### [Directions for this task]
Reproduce, word for word, the passage of the Shanghai zoo tiger article that starts at the words "Under normal procedure, animal" and stops after "not demanded compensation.".

### [Page excerpt]
Tiger in unlocked cage kills Shanghai zookeeper

Tiger in unlocked cage kills Shanghai zookeeper

Source: Global Times
[01:12 March 08 2010]
By Jiang Wanjuan in Beijing and Zhou Ping in Shanghai

An animal keeper was killed by a Bengal tiger at the Shanghai Zoo Saturday morning after the zookeeper forgot to lock the tiger’s cage.

Li Zhonglin, 53, was mauled by the tiger while cleaning outside the cage with its door unlocked, according to the Shanghai Municipal Management Bureau of Greening and City Appearance.

A visitor told the Shanghai-based Xinmin Evening News that he saw the tiger suddenly jump on the keeper and snap his neck before the man could cry out for help.

“The zoo’s tigers seemed very cranky so they must have been hungry for several days,” he said.

Visitors who witnessed the incident through a glass window of the exhibition room were not exposed to danger.

Zoo patrollers called veterinarians with narcotic rifles to the scene after being alerted by visitors. The tiger was subdued within 10 minutes.

Medical personnel confirmed Li’s death at the scene.

There is no emergency alarm button at the zoo, according to the bureau’s statement.

The 11-year-old male tiger has lived at the zoo for over a year. The big cat has been put in isolation from the other three tigers for further observation, a zoo official told the Global Times Sunday, requesting that his name be withheld.

“The tiger will return to the cage only after his behavior is considered normal,” the official said.

Many people believe the tiger attacked its keeper out of hunger. A zoo cleaner who asked for anonymity told the Global Times that the tigers are usually hungry on Saturdays because the zoo doesn’t feed them on Fridays. But he did not elaborate.

“Tigers only attack people when hungry, in estrus or under attack,” Hang Huan, master of biology, told the Global Times. “Most likely, the tiger was hungry.”

The tragedy resulted when the zookeeper let down his guard, according to Shanghai Zoo officials.

Under normal procedure, animal keepers are supposed to lock the tigers in their cage at the rear of the exhibition room before they clean and prepare breakfast for the wild cats in front, but Li forgot to lock the door between them.

Li’s co-workers were in shock and disbelief over the tragedy.

Li was a veteran animal keeper with over 31 years of experience. He had been the caretaker for the Bengal tiger since it arrived at the zoo.

“We’ve sent consolations to Li’s family and now we are considering compensation,” said the anonymous official with the Shanghai Zoo. She told the Global Times that Li’s family is trying to cope with his death and has not demanded compensation.

Police blocked off the tiger enclosure, but other sections of the zoo were open as usual.

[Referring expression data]
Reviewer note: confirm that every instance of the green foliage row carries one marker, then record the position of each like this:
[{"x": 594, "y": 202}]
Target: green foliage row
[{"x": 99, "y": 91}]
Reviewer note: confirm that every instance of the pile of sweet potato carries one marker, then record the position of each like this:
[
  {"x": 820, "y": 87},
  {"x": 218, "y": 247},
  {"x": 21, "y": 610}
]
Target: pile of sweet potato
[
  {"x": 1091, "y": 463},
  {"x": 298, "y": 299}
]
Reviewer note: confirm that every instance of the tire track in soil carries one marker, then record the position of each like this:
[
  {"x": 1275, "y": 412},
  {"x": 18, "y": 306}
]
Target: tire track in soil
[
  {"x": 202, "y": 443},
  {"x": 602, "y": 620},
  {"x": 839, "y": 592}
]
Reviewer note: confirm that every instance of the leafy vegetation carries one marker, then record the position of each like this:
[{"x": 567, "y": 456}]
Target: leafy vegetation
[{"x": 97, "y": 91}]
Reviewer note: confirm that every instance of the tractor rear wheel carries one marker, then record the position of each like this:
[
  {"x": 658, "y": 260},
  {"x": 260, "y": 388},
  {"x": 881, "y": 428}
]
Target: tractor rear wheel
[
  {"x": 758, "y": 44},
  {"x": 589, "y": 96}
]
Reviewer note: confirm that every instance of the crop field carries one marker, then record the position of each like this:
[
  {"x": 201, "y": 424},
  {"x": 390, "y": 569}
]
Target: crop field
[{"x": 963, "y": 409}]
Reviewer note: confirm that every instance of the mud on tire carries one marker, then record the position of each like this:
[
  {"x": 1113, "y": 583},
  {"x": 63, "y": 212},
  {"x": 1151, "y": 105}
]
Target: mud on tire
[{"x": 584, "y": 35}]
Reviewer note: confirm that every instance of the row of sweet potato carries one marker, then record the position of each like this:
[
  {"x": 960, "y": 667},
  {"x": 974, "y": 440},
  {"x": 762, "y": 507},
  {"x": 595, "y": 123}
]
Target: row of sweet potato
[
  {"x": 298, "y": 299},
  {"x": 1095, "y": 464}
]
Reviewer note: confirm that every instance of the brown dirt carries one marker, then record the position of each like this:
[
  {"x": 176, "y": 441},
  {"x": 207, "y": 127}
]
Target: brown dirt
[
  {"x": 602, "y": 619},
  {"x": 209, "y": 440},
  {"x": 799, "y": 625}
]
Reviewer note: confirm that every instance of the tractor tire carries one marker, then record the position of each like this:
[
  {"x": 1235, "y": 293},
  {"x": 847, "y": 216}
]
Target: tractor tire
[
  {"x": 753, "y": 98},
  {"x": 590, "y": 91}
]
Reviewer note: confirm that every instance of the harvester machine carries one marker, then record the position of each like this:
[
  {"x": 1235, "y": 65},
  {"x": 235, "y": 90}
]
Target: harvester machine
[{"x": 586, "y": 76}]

### [Problem solution]
Under normal procedure, animal keepers are supposed to lock the tigers in their cage at the rear of the exhibition room before they clean and prepare breakfast for the wild cats in front, but Li forgot to lock the door between them.

Li’s co-workers were in shock and disbelief over the tragedy.

Li was a veteran animal keeper with over 31 years of experience. He had been the caretaker for the Bengal tiger since it arrived at the zoo.

“We’ve sent consolations to Li’s family and now we are considering compensation,” said the anonymous official with the Shanghai Zoo. She told the Global Times that Li’s family is trying to cope with his death and has not demanded compensation.